28. September 2011

Antike Urformen psychiatrischer Anstalten

Wenn ich an Psychiatrie denke, dann sind das Horrorbilder, die sich aus Büchern wie Alfred Döblins Berlin Alexanderplatz oder Filmen wie Martin Scorseses Shutter Island speisen. Wo aber liegen die Ursprünge? Theodore Millon* verweist auf drei vorwissenschaftliche Paradigmen als Wurzeln des Verständnisses vom Gehirn und seinen Krankheiten: Das Animistische, das Mythologische und das Dämonologische. Sie alle verbindet die Idee, dass mentale Prozesse von magischen äußerlichen Kräften verursacht werden. Wenn Krankheiten über dämonische Einflüsse erklärt wurden, dann bedeutete das selten etwas gutes für den Patienten. Schock, Hunger, Kerker und Fesseln, aber auch das Öffnen des Kopfes waren Praktiken, die man wohl kaum Therapie nennen würde.

■ VORLIEGENDES MATERIAL
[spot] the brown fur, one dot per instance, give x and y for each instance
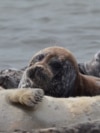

■ AUFGABE
Erkläre anhand des Textauszugs über antike Urformen psychiatrischer Anstalten, warum beim Gedanken an Psychiatrie Horrorbilder entstehen.

■ LÖSUNG
Diese Horrorbilder speisen sich aus Büchern wie Alfred Döblins „Berlin Alexanderplatz“ und aus Filmen wie Martin Scorseses „Shutter Island“.